> EXCERPTED PASSAGE:

It has been reported that more than half of smartphone video viewers use video to help them decide on a product and YouTube was their preferred go-to-site to get information about a brand or product. A Google mobile in-store study highlighted how these videos are beginning to replace the role of the shop assistant as one in three shoppers prefer to use a smartphone to find out extra information on a product rather than ask an employee for help.
Google upped the ante for the importance of mobile optimised websites back in April 2015 when they changed the algorithm giving preference to mobile optimised pages in mobile search results. There have been further updates including May 2016 when Google announced there was a boost to the mobile-friendly algorithm.
Facebook video a hit without the sound
Facebook has also seen a large growth in video use. In April 2015 Facebook reached 4 billion video views, which means four times as many videos were watched over the last year, and 75% of these were viewed on mobile by 25-44-year-olds.

> EXERCISE:
Write the next part of the passage on smartphone video and marketing, starting after its final sentence. The entries that come after this play no part here.

> RAW DATA:
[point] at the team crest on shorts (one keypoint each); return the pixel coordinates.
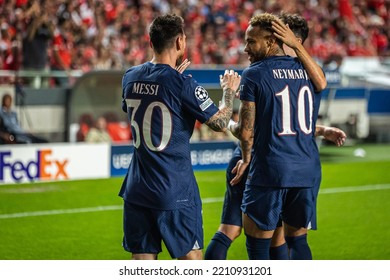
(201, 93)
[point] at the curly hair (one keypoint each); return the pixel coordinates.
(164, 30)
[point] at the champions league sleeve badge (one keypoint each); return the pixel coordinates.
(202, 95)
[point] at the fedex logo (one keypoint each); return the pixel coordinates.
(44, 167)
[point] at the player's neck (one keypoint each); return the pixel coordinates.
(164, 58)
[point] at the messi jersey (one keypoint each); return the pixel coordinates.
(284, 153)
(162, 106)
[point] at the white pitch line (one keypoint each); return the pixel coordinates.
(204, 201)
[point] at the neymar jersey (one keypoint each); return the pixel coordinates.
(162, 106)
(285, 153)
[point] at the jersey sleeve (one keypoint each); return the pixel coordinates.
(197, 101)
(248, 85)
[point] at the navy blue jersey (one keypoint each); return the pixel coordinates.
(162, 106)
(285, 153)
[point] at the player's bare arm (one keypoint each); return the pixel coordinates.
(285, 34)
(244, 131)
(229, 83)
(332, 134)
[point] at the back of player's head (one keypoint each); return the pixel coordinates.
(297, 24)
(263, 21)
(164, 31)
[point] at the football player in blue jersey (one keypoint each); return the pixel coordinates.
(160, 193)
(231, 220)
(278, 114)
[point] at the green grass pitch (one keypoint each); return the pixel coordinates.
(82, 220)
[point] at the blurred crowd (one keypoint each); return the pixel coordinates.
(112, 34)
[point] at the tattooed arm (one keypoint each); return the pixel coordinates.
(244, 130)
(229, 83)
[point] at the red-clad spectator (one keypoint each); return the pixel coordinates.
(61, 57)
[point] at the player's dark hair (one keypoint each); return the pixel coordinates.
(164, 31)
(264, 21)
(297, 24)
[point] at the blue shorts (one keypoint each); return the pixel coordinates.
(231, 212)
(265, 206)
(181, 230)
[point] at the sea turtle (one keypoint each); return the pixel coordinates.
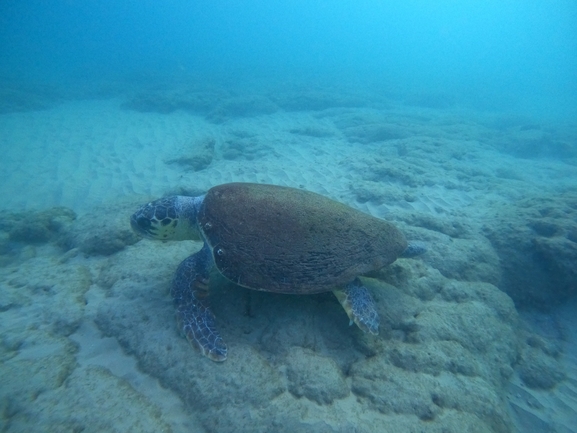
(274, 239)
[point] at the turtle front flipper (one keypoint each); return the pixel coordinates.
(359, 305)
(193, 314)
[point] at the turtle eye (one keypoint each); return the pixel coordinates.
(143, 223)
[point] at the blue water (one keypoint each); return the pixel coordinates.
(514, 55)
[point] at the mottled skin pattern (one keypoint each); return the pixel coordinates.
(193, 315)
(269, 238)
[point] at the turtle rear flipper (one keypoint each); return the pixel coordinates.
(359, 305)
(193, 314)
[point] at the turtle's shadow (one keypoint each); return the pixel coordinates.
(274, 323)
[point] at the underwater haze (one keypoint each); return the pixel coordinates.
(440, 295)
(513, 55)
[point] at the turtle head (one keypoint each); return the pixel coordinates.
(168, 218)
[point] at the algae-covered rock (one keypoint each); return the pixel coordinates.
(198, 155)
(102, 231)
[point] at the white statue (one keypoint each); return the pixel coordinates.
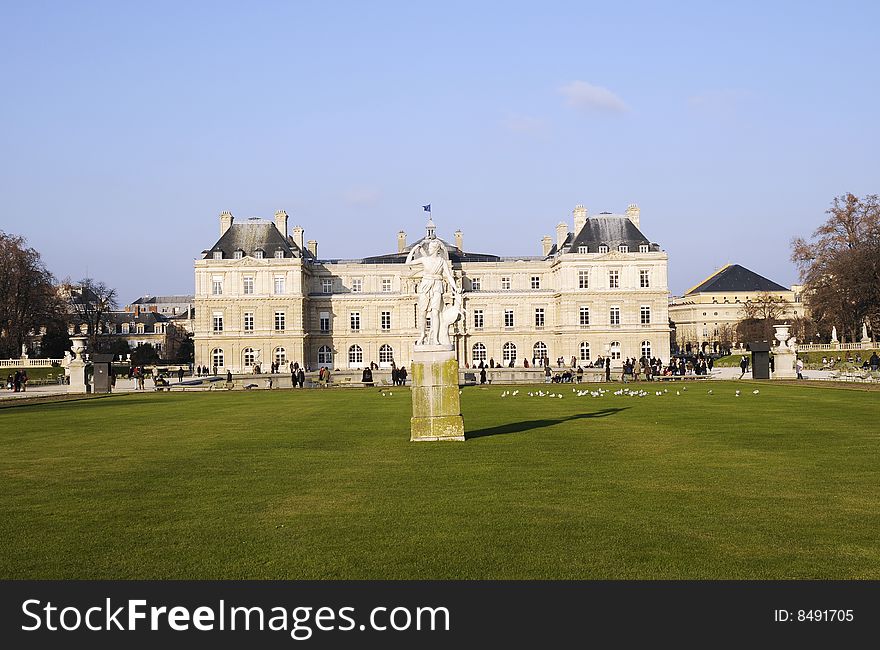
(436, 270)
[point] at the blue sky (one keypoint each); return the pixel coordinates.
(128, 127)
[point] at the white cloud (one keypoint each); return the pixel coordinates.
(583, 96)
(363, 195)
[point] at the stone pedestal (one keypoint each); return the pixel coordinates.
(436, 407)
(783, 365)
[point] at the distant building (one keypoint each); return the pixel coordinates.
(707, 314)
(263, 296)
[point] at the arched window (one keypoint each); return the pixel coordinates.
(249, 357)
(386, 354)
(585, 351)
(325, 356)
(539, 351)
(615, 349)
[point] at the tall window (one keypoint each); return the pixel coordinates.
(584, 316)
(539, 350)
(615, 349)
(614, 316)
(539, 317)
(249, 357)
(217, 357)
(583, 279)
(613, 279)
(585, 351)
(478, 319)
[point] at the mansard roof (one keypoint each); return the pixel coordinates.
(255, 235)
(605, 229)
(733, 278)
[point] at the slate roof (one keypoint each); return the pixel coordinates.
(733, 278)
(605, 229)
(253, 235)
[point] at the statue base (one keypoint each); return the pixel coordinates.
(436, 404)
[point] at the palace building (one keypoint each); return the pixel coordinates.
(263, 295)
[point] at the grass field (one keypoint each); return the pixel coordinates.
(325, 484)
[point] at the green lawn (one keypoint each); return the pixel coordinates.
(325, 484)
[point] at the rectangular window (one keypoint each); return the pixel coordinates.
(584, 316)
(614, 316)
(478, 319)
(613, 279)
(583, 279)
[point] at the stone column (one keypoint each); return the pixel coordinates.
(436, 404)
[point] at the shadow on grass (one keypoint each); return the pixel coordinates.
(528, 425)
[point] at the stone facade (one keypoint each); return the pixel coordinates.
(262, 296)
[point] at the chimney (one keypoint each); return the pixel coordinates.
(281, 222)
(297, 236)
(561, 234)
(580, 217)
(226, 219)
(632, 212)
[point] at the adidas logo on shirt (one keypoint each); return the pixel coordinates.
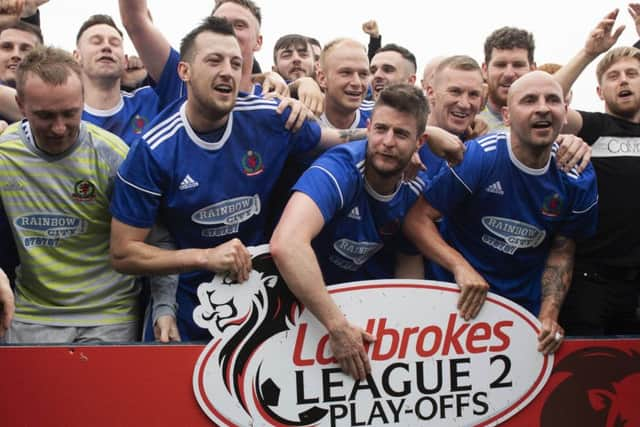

> TASK ANSWER:
It has been said however that 85% of video is watched without sound according to a number of publishers. This is a key reason for so many videos also having subtitles so that users can consume the information without the need for sound. As Facebook feeds are inundated with videos it has become the norm to watch many of these during work/school hours so keeping the sound off is often the most practical way.
The ‘How To’ trend
A typical video is the ‘unboxing’ video where a user unboxes a purchased item and talks about their immediate experience, which helps the consumer who is deciding on a product to quickly predict the experience of ownership.
Over a hundred million hours of how-to videos have been watched on YouTube in North America in 2015, most of which was done by millennials on mobiles. Additionally, 30% of 18-34-year-olds buy something after watching a how-to video, at the same time YouTube reaches 18-24yr olds more than any other cable network in the U.S every month.
With YouTube having over a billion users which is almost a third of all internet users globally and generating billions of views, it stands to reason that this is a platform with both ample opportunities for advertising and brand exposure.
During an ‘I-want-to-do’ micro-moment, 91% of smartphone users will reach for their devices for inspiration to complete a task. The most popular topics of I-want-to-dos are home improvement, cooking, and beauty.
To win users in these moments, brands are racing to create a range of how-to content for their products to drive sales.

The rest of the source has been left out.